* [BRIEF]:
Copy exactly the line that contains "Query: printed logo on shirt" plus all remaining lines of the data, and leave out every line before it.

* [SUPPLIED MATERIAL]:
____________________

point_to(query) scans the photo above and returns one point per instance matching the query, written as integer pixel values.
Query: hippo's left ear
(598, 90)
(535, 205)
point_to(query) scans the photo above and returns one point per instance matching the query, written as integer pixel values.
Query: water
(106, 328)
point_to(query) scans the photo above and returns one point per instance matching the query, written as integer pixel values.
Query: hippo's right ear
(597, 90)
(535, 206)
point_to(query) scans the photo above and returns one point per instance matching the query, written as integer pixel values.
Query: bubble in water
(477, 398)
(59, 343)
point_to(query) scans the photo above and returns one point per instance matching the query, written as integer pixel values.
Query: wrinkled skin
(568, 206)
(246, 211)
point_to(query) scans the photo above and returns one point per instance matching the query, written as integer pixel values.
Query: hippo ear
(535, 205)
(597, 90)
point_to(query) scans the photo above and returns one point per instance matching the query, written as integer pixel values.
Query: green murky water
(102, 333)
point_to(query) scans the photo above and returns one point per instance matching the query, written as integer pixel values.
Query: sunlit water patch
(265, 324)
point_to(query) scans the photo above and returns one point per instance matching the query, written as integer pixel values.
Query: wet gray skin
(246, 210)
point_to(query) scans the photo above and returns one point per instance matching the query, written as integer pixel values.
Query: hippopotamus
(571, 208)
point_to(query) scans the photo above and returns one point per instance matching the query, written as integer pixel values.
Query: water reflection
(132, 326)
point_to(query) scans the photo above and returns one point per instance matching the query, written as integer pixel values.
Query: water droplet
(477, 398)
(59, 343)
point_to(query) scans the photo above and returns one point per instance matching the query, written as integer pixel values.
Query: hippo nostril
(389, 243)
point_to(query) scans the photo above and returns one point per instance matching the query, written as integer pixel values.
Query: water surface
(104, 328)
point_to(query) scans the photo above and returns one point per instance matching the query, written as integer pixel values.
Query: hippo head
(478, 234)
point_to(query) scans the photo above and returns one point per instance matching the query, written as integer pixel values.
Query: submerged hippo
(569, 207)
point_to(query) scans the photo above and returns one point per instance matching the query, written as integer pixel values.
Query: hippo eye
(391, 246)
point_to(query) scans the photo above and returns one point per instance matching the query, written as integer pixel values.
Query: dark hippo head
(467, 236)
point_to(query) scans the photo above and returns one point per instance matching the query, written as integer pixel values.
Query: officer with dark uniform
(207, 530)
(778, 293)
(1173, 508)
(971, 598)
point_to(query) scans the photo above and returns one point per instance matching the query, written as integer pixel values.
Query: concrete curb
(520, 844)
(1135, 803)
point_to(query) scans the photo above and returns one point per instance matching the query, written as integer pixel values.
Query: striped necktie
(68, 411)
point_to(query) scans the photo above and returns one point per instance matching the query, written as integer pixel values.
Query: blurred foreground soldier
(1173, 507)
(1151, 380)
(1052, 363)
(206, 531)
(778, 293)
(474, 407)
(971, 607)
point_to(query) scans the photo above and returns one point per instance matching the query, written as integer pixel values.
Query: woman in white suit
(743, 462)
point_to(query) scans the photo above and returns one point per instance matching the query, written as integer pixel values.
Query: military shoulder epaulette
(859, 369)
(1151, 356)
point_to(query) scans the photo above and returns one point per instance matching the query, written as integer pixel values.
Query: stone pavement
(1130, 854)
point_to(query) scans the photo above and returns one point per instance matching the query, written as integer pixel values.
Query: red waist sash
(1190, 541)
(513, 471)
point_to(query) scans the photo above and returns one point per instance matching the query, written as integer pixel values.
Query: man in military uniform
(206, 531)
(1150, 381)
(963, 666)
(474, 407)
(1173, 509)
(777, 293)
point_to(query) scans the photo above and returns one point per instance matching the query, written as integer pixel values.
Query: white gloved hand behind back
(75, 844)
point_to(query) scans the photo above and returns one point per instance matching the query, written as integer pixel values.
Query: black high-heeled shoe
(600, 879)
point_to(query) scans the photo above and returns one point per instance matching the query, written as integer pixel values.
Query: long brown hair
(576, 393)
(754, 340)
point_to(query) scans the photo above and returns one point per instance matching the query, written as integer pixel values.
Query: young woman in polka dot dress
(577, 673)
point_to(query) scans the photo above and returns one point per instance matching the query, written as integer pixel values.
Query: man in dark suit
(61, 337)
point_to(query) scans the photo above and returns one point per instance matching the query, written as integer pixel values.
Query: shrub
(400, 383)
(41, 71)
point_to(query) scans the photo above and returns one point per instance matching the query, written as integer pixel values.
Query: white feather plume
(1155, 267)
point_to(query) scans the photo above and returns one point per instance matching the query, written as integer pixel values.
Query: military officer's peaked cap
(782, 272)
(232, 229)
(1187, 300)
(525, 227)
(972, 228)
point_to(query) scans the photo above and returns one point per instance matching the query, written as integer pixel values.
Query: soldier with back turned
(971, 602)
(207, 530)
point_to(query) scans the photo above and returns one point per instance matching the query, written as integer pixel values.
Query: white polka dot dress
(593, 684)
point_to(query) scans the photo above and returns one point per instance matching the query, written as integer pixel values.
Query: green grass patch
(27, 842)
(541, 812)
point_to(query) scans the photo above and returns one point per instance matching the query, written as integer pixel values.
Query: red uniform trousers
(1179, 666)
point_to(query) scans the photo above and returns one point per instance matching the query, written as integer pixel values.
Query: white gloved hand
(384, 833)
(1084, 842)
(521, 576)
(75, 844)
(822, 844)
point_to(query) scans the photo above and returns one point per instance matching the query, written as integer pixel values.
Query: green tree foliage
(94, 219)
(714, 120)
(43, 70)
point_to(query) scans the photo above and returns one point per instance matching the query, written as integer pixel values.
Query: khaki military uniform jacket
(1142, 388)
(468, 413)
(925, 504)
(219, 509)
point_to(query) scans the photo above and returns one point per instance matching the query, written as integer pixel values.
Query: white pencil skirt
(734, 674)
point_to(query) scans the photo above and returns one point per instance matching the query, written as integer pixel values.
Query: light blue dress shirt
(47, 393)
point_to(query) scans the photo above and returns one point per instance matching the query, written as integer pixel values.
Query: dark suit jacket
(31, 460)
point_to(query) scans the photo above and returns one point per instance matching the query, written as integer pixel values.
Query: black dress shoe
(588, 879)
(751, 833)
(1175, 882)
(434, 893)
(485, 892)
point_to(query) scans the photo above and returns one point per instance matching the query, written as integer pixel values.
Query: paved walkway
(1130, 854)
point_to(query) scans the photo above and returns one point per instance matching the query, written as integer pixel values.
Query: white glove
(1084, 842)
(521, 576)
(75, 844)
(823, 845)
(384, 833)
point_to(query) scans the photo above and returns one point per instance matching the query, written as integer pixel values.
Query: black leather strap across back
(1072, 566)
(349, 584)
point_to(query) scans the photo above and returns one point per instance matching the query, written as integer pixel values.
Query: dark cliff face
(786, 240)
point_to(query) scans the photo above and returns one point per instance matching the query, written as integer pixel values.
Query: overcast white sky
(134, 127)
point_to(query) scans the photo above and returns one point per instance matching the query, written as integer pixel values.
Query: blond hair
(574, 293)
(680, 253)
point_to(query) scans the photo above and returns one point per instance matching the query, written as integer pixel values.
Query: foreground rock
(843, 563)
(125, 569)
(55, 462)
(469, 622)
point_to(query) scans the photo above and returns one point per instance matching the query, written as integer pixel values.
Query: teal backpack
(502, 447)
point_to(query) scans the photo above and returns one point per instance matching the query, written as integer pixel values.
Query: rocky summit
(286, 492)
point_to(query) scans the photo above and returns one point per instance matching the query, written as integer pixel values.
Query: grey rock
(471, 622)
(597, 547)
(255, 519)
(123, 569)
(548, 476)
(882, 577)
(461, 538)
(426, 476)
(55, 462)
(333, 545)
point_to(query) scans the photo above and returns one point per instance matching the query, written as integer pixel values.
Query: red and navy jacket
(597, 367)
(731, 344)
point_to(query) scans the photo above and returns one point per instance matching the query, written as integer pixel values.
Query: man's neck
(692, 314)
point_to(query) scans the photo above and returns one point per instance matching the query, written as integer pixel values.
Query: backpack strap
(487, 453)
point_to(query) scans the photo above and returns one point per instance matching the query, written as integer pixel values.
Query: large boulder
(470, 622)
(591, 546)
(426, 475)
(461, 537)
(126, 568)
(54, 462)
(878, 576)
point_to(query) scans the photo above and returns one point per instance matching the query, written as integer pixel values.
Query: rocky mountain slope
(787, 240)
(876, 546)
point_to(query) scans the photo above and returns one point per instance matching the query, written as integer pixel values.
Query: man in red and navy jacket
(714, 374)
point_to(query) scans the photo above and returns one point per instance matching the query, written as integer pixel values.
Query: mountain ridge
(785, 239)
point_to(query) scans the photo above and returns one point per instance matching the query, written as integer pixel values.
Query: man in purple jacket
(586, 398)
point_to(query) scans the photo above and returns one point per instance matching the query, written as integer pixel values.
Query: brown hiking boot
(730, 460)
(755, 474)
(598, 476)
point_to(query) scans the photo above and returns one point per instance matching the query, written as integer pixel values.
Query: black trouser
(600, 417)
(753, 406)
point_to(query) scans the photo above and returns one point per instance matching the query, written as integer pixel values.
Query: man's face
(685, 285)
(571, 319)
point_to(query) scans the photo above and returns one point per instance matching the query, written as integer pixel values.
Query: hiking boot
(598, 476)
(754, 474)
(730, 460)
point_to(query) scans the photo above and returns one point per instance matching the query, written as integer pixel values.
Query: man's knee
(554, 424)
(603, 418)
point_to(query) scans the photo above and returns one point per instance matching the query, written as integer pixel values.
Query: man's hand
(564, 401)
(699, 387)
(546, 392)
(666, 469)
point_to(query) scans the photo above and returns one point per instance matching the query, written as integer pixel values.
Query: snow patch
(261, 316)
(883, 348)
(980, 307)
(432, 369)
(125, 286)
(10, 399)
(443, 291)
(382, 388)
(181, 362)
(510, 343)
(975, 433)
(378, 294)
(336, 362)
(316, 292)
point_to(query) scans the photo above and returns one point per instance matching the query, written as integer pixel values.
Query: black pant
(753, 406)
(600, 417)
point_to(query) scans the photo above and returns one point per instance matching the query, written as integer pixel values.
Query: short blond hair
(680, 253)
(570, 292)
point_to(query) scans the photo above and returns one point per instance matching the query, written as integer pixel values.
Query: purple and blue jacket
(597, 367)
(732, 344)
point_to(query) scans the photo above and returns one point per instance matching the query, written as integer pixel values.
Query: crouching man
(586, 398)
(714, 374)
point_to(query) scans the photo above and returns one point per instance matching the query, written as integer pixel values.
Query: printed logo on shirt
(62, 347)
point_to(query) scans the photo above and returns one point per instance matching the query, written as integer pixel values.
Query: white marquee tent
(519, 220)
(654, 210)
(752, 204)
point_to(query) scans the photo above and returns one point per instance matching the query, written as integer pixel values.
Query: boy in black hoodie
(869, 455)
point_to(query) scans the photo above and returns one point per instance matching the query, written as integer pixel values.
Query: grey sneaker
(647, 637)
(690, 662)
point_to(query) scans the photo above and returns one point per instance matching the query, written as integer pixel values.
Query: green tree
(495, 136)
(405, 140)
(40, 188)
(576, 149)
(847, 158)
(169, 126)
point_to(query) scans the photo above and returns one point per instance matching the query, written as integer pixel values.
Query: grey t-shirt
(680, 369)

____________________

* [ANSWER BELOW]:
Query: printed logo on shirt
(62, 347)
point_to(query) scans the photo above and returns one point per instance matching the query, written as integer pixel values.
Query: white marquee tent
(519, 220)
(654, 210)
(752, 204)
point_to(query) scans the photo above and returns one point per instance matching the query, written as integer pixel values.
Query: boy in black hoodie
(869, 455)
point_to(query) scans the photo above and returns one point per instance matching the query, written as integer pixel values.
Query: grey sneaker
(647, 637)
(690, 662)
point_to(query) scans the photo above and returns one point per instance matching the query, written as integer pixel values.
Query: green tree
(495, 136)
(405, 140)
(40, 188)
(576, 149)
(847, 158)
(169, 126)
point_to(query) scans the photo above and returns one point per instance matching the query, written as integer pixel values.
Query: grey t-shirt
(680, 369)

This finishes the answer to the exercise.